§ Given problem: From the post about capacitor failure below, extract the passage that begins with the words containing "Yes, the 3DMP" and ends with "very very well.", copying it word for word.

-- BEGIN Document excerpt --

Thanks for the feed back on the possible capacitor failure, it is true that they are connected direct across the terminals without any resistor, I looked....
So it seems that Kontronik or Shultze are less concerned about the one failure in a million than Renault or PSA....Considering their small production numbers compared to yours, I am not surprised .

Good to know that our small resistor trick also makes our capacitors live longer, I did not think about that because I always assume wrongly that a capacitor is a static component that cannot fail......I was originally just concerned by the erosion of the contacts by the spark and I dont like sparks anyway, a good electrical installation should not make any sparks as long as it is not the ignition of an engine.....

This possible capacitor failure is another very valid reason to use the resistor on our high voltage (???) DC systems

Yes, the 3DMP is a very good helico, probably one of the best in the market, very well designed and fabricated and very light but still tough. It also flys very very well.
I also like the philosophy of its engineer / designer / programer / machinist / accountant / clerk, Herr Jan Henseleit.
Unfortunately, the helico is much much better than what I need because I am not a very good pilot.....

-- END Document excerpt --
-- BEGIN Data records --

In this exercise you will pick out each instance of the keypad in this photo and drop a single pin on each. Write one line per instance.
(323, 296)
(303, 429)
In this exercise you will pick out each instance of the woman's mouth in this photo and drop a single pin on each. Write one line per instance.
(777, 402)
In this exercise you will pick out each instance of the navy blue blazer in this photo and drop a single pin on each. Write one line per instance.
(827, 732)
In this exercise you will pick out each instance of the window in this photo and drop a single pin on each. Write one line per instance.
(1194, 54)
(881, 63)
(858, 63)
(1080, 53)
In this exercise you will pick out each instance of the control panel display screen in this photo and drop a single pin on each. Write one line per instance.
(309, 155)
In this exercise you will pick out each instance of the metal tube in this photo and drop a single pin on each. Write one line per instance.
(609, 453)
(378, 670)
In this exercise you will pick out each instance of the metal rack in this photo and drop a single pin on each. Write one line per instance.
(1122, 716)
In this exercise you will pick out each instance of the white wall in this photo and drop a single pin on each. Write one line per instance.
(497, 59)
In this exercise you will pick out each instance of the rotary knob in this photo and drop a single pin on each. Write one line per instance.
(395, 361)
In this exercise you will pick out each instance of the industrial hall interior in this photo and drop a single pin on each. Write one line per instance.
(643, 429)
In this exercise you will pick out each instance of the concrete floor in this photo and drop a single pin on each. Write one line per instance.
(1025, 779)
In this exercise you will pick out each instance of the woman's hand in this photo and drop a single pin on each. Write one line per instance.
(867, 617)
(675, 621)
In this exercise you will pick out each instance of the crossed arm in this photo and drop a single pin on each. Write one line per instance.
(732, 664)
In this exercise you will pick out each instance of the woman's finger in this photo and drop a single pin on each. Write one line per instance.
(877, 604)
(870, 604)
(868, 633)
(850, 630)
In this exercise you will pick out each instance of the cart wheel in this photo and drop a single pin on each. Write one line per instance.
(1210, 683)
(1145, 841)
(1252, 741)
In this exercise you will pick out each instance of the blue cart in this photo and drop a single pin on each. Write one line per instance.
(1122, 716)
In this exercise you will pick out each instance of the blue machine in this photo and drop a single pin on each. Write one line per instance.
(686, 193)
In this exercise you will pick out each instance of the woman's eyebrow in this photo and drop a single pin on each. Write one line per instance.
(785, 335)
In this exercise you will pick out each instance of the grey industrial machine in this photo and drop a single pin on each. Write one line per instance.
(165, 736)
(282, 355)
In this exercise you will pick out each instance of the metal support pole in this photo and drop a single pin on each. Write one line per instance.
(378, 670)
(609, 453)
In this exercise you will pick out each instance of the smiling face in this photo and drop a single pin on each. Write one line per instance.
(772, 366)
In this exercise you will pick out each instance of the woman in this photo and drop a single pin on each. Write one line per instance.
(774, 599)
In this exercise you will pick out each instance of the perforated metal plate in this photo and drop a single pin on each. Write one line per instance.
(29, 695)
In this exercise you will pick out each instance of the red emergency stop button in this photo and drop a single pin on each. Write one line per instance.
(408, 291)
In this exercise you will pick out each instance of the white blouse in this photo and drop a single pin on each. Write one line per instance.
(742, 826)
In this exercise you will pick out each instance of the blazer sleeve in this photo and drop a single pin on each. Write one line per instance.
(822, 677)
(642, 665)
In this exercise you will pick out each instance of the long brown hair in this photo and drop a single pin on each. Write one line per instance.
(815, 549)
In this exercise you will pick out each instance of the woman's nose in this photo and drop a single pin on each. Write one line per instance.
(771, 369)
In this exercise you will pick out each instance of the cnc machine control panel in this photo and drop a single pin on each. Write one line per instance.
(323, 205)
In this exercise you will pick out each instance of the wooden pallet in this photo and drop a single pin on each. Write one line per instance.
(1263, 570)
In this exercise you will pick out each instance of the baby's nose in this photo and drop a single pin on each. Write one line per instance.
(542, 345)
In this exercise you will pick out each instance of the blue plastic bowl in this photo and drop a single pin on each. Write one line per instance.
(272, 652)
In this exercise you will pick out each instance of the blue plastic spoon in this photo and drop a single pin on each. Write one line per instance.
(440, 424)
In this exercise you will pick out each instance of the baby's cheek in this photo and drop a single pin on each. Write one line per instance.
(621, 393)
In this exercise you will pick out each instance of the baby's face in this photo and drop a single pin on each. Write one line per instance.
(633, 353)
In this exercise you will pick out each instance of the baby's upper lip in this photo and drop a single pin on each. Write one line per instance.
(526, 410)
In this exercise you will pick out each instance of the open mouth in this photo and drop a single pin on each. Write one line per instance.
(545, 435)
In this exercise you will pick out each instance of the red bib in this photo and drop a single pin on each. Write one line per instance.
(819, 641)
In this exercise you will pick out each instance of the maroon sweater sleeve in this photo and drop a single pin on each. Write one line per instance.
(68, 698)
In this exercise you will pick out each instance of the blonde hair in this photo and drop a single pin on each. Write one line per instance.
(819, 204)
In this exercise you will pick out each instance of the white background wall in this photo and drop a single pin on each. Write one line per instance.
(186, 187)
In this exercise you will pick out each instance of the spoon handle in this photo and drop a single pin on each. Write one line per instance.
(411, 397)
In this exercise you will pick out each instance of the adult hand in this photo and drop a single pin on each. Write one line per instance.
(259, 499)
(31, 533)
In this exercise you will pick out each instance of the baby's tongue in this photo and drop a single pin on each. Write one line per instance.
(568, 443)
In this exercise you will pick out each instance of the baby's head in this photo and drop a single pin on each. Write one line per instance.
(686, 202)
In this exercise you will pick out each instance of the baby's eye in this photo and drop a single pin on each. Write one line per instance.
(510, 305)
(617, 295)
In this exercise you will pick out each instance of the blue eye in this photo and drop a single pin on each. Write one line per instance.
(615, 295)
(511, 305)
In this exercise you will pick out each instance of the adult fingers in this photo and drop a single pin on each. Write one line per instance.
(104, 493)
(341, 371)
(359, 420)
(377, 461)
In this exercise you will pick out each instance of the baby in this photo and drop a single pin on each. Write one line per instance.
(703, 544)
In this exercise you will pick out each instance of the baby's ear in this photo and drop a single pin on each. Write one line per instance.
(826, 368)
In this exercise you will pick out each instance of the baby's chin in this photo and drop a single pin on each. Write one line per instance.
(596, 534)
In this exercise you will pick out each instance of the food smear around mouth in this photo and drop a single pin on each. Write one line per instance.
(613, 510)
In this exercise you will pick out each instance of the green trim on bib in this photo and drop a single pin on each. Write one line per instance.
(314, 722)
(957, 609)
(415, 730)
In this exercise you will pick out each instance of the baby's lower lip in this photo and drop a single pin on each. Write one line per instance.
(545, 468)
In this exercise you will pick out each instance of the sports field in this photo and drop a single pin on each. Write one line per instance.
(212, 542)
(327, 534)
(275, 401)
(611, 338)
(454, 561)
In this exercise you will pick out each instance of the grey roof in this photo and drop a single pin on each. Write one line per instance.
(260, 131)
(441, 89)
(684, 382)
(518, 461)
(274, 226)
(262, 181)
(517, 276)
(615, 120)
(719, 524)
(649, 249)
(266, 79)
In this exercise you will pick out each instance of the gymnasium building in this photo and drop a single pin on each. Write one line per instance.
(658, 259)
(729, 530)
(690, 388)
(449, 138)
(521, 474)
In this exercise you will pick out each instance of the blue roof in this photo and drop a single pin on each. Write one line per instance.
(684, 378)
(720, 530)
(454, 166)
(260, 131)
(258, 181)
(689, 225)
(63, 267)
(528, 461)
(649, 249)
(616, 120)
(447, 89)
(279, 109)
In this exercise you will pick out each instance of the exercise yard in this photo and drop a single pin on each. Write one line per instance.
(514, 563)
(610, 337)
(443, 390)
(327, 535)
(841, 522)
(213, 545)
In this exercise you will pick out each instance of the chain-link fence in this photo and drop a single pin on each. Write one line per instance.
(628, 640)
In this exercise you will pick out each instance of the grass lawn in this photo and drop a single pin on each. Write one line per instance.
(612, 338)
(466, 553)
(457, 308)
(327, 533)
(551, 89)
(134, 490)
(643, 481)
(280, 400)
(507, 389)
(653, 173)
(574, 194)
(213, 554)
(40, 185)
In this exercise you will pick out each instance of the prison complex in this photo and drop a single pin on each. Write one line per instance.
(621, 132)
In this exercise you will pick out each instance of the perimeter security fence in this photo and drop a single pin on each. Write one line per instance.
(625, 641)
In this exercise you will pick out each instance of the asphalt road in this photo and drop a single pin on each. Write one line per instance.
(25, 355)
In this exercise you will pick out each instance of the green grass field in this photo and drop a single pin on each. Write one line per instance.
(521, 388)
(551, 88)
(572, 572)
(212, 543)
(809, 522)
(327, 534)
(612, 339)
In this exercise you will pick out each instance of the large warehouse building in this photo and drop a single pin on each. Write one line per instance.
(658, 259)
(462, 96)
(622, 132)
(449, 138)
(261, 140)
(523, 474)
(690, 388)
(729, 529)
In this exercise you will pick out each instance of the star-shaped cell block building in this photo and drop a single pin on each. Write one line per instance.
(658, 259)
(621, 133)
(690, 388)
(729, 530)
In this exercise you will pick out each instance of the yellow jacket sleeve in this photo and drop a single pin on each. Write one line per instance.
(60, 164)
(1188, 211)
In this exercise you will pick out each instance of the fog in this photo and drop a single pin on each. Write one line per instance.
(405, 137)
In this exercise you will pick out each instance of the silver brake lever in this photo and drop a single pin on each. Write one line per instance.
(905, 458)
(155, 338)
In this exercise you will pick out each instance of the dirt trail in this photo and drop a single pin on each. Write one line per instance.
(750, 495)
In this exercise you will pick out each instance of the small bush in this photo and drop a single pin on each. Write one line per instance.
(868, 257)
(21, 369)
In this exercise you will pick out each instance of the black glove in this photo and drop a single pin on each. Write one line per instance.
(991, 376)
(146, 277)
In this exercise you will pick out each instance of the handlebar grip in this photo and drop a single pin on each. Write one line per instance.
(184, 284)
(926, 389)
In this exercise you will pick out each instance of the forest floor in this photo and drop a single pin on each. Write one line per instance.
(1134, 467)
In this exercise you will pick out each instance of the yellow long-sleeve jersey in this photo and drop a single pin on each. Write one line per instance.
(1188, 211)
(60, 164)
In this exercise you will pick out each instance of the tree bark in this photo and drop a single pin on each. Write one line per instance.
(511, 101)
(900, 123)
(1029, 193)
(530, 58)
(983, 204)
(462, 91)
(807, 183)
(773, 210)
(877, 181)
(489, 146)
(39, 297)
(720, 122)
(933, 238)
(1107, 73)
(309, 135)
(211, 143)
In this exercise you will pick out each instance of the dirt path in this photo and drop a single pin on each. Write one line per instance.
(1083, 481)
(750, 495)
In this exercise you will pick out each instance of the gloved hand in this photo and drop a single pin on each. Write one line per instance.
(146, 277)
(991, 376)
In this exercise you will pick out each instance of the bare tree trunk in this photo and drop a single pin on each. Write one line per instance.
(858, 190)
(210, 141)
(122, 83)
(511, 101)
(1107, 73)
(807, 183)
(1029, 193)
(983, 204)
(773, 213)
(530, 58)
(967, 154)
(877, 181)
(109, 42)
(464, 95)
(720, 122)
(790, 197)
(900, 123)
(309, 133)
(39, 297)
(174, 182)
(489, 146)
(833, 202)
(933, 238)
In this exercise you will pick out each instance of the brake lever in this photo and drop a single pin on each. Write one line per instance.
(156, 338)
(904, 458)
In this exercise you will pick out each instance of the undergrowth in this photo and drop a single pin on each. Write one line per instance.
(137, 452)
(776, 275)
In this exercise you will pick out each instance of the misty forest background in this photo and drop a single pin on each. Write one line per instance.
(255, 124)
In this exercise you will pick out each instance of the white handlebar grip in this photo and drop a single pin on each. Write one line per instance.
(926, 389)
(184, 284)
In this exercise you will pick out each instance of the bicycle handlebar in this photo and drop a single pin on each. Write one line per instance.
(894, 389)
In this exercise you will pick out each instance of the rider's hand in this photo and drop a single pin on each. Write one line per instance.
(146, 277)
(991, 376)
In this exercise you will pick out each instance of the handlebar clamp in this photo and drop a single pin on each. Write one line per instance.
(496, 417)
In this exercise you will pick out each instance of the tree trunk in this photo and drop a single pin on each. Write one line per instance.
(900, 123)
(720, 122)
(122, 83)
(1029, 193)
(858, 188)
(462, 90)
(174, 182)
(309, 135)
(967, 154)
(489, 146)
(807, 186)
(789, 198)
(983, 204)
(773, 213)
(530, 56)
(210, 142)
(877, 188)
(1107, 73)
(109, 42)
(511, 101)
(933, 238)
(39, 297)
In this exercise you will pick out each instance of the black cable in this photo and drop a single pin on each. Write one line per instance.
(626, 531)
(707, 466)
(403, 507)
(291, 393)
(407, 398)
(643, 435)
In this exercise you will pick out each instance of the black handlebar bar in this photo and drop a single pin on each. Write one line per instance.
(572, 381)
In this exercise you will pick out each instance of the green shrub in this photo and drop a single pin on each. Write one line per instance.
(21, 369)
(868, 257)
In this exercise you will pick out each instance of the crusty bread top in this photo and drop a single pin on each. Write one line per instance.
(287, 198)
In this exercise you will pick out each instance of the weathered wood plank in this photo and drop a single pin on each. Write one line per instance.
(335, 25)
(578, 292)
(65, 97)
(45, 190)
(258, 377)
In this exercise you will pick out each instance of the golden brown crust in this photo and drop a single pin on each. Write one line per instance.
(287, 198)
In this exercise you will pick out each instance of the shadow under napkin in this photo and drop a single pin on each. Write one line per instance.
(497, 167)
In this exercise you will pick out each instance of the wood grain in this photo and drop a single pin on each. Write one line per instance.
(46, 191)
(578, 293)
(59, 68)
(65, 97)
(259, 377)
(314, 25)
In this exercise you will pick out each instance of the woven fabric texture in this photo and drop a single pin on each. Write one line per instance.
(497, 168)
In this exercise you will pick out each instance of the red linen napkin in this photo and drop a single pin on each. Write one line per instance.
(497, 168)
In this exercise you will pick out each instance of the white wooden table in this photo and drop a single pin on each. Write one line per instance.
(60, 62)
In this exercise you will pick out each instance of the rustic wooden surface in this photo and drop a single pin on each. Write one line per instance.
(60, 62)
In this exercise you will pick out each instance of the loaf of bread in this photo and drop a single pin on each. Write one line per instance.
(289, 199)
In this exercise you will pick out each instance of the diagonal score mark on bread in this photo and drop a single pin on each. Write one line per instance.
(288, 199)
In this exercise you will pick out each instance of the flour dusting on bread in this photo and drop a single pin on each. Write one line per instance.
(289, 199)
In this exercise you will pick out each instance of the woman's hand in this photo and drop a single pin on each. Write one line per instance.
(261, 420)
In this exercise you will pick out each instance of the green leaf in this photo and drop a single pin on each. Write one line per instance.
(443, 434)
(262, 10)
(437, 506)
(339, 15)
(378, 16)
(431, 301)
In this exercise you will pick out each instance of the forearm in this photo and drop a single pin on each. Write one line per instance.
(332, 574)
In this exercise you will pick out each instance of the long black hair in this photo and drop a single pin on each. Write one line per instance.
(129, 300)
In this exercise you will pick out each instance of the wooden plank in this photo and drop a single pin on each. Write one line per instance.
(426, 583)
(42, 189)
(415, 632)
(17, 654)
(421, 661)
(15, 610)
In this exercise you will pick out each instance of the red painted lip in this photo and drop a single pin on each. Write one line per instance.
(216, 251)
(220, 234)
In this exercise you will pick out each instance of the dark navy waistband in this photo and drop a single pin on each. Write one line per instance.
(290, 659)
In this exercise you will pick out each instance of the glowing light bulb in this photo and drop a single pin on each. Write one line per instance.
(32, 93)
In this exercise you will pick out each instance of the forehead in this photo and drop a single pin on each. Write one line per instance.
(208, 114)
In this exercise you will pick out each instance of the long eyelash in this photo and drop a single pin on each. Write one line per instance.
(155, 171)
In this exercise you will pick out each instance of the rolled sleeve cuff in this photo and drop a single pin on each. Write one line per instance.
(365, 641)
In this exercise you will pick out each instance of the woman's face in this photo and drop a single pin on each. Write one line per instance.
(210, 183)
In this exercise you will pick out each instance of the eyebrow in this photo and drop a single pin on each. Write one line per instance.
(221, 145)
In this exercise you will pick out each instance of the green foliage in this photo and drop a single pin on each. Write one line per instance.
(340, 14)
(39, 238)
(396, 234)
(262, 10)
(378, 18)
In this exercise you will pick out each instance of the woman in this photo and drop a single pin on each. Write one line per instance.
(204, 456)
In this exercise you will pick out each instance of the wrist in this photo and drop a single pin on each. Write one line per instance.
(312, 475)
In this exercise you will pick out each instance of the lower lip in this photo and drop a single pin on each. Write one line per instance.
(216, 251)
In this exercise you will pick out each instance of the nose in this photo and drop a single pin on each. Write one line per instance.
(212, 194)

-- END Data records --

§ Result:
Yes, the 3DMP is a very good helico, probably one of the best in the market, very well designed and fabricated and very light but still tough. It also flys very very well.